- _WHAT YOU NEED TO DO_
1. In the biography of Marites Vitug, which daily business newspaper did she write for when she began her journalism career?
2. Do these statements agree with the biography of Marites Vitug? For each, answer yes or no and quote the deciding words. (a) Vitug earned her Bachelor of Arts degree at Harvard University. (b) Her father belonged to the Knights of Columbus. (c) She won a News Reporting award at the 9th Catholic Mass Media Awards.

- _DOCUMENT PASSAGE_
______

Filipina journalist and author

Marites Javier Dañguilan Vitug is a Filipina journalist and author who co-founded the news magazine Newsbreak. She was a Nieman Fellow at Harvard University from 1986 to 1987.

==Early life and education==
Marites Dañguilan Vitug was raised by her parents to be a devout Catholic in Solano, Nueva Vizcaya. Her mother was a member of the Catholic Women's League, while her father was a member of the Knights of Columbus. Vitug in her youth joined the Catholic Marian society called the Sodality of Our Lady.

Vitug received her Bachelor of Arts degree in broadcast communication at the University of the Philippines Diliman.

==Career==
Vitug began her journalism career in the early 1980s, writing for the daily business newspaper Business Day (now BusinessWorld). Vitug cites the assassination of Benigno Aquino Jr. on August 21, 1983, as what prompted her to cover political issues and events such as insurgencies and protests, with the publisher of Business Day adding a political section to the paper. The first major figure she covered was Jose W. Diokno beginning 1983, whom she claimed to literally follow for three years from his home in New Manila, Quezon City to his leadership of the first street parliamentarian coalition, the "Justice for Aquino, Justice for all" or JAJA, until his last year before passing, which she deemed a second education. In April 1985, Vitug received a News Reporting award at the 9th Catholic Mass Media Awards for her work in Business Day during 1984.

______

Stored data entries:
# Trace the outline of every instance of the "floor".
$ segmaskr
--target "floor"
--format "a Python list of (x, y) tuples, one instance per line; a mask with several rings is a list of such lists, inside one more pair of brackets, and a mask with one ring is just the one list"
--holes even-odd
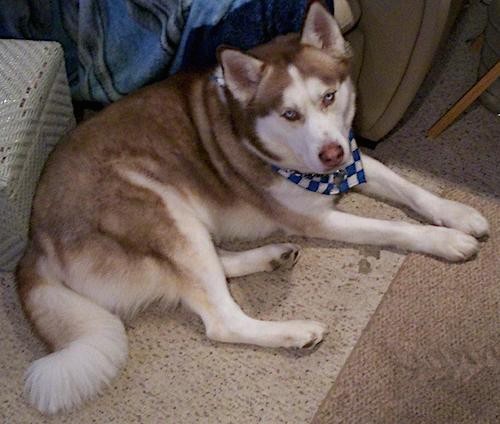
[[(431, 124), (472, 85), (478, 55), (466, 40), (484, 26), (473, 1), (397, 129), (374, 156), (430, 190), (461, 184), (487, 196), (499, 187), (477, 173), (498, 172), (498, 117), (476, 103), (437, 140)], [(493, 181), (493, 179), (491, 179)], [(341, 201), (353, 213), (411, 220), (403, 211), (360, 195)], [(368, 212), (368, 213), (367, 213)], [(250, 315), (310, 318), (329, 334), (310, 353), (212, 343), (183, 309), (152, 308), (128, 327), (130, 358), (112, 387), (81, 410), (46, 419), (22, 396), (22, 375), (45, 354), (29, 330), (10, 275), (0, 276), (0, 421), (21, 423), (306, 423), (377, 308), (405, 253), (341, 243), (296, 240), (304, 246), (292, 271), (234, 279), (231, 291)]]

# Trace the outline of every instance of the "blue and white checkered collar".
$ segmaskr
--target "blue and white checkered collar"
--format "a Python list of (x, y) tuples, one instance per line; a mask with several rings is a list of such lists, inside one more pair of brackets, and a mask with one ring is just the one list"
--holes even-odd
[[(220, 67), (215, 70), (210, 79), (219, 87), (226, 86)], [(272, 169), (288, 181), (315, 193), (325, 195), (345, 193), (352, 187), (366, 182), (361, 152), (356, 144), (352, 130), (349, 132), (349, 145), (351, 147), (352, 160), (344, 168), (330, 174), (305, 174), (293, 169), (283, 169), (275, 165), (272, 165)]]
[(354, 139), (352, 130), (349, 132), (349, 145), (352, 160), (342, 169), (330, 174), (305, 174), (293, 169), (283, 169), (273, 165), (273, 170), (288, 181), (298, 186), (320, 194), (332, 195), (345, 193), (352, 187), (366, 182), (361, 152)]

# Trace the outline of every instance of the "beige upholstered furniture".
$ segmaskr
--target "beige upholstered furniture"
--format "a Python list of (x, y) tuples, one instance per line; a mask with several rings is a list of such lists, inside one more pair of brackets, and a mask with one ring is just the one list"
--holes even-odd
[(355, 52), (357, 133), (384, 137), (424, 80), (462, 0), (335, 0)]
[(43, 164), (74, 125), (61, 46), (0, 40), (0, 270), (22, 254)]

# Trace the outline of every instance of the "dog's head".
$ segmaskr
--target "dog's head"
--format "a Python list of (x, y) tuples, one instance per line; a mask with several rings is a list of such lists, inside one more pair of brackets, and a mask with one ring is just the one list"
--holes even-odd
[(222, 47), (218, 57), (241, 136), (261, 158), (306, 173), (331, 172), (351, 159), (350, 52), (319, 3), (300, 35), (248, 53)]

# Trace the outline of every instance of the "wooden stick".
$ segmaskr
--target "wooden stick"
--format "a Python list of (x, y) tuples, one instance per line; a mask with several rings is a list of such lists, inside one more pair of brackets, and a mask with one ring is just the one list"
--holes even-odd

______

- _TASK RESULTS_
1. Business Day (now BusinessWorld).

2.
(a) No: "Vitug received her Bachelor of Arts degree in broadcast communication at the University of the Philippines Diliman."
(b) Yes: "her father was a member of the Knights of Columbus."
(c) Yes: "In April 1985, Vitug received a News Reporting award at the 9th Catholic Mass Media Awards"